Exercise details: Rewrite all of the records below, changing every "Target" to "Object" and leaving everything else as it is.

-- Records for the task start --

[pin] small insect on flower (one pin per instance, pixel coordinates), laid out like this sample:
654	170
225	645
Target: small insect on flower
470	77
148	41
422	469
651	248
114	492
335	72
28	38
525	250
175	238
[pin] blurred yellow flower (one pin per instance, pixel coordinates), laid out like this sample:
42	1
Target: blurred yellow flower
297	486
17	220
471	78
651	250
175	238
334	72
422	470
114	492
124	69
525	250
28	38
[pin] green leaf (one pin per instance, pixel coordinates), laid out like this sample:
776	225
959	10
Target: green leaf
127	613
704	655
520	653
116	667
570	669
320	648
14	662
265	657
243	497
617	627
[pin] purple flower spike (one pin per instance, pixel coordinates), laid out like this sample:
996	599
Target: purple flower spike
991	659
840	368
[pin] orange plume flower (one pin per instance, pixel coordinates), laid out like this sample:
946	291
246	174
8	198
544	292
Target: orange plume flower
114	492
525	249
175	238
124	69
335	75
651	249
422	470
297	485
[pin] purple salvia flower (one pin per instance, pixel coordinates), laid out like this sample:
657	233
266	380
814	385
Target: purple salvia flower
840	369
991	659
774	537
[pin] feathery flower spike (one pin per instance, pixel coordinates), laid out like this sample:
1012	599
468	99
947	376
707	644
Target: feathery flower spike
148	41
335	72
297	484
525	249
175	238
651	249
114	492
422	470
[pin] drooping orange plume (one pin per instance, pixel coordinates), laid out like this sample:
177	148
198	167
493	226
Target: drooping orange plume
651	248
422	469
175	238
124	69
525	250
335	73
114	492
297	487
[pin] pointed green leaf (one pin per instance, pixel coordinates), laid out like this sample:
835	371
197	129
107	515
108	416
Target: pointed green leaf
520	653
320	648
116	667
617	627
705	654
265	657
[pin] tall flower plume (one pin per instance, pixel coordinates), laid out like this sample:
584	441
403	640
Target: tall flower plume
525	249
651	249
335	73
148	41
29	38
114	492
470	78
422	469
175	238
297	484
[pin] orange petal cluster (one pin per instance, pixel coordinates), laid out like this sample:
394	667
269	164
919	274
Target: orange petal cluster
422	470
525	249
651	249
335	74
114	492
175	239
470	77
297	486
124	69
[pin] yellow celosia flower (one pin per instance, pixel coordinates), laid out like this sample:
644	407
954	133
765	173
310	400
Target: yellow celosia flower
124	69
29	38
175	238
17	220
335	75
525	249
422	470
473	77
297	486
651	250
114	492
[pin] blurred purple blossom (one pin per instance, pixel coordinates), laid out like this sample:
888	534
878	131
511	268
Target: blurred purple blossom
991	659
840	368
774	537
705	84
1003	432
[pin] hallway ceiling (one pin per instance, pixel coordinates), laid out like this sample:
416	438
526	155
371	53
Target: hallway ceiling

-- Records for the task end --

Solution for this task:
[pin] small insect on flower (one pin per instance, pixel coordinates), laid out like this sample:
654	170
225	645
Object: small insect on flower
470	77
148	41
422	469
651	248
114	492
335	72
28	38
525	250
175	238
[pin] blurred yellow flower (one pin per instance, pixel coordinates), laid out like this sample:
42	1
Object: blurred yellow flower
297	486
17	220
471	78
651	250
175	238
334	72
422	470
114	492
124	69
525	250
28	38
[pin] green leaf (one pin per instance, pixel coordinates), laid out like this sample:
776	225
959	10
Object: green leaf
127	613
704	655
520	653
116	667
570	669
320	648
14	662
265	657
243	497
617	627
[pin] purple flower spike (one pin per instance, pixel coordinates), laid out like this sample:
996	599
Object: purple flower spike
991	659
840	368
[pin] orange plume flower (one pin per instance, pixel coordinates), laid out like this sample:
946	291
246	174
8	198
544	292
Object: orange plume flower
114	492
525	249
175	238
124	69
335	75
651	249
422	470
297	485
[pin] purple salvia flower (one pin per instance, pixel coordinates), laid out like this sample:
657	233
266	380
814	385
Object: purple salvia flower
840	369
991	659
774	537
[pin] feathery flower spike (one pin per instance, pixel coordinates), laid out like this sample:
1012	599
468	99
947	376
707	644
Object: feathery flower spike
148	41
335	72
297	484
525	249
175	238
651	249
114	492
422	470
[pin] drooping orange plume (one pin per instance, pixel coordinates), laid out like this sample:
177	148
198	167
493	226
Object: drooping orange plume
651	248
422	469
175	238
124	69
525	250
335	73
114	492
297	487
[pin] pointed green leaf (one pin per instance, pixel coordinates), laid out like this sample:
835	371
197	129
107	515
108	416
Object: pointed green leaf
520	653
320	648
116	667
617	627
705	654
265	657
[pin] tall flower plume (one pin per instance, pixel coordinates), laid out like this sample:
584	441
403	640
Object: tall flower plume
525	249
651	249
335	73
148	41
29	38
114	492
470	78
422	469
175	238
297	484
[pin] orange petal cluster (one pin per instance, pixel coordinates), laid out like this sample:
394	667
269	164
919	274
Object: orange petal cluster
422	470
525	249
651	249
335	74
114	492
175	239
470	77
297	486
124	69
[pin] yellow celosia flower (one pin per instance, pixel coordinates), laid out like this sample:
644	407
954	133
765	173
310	400
Object: yellow celosia flower
124	69
29	38
175	238
17	220
335	75
525	249
422	470
473	77
297	486
651	250
114	492
[pin] blurred purple blossom (one pin per instance, pixel coordinates), laid out like this sample:
888	534
878	131
511	268
Object: blurred purple blossom
991	659
840	368
774	537
705	84
1003	432
[pin] hallway ceiling (one pin per instance, pixel coordinates), laid out like this sample:
416	438
526	155
371	53
Object: hallway ceiling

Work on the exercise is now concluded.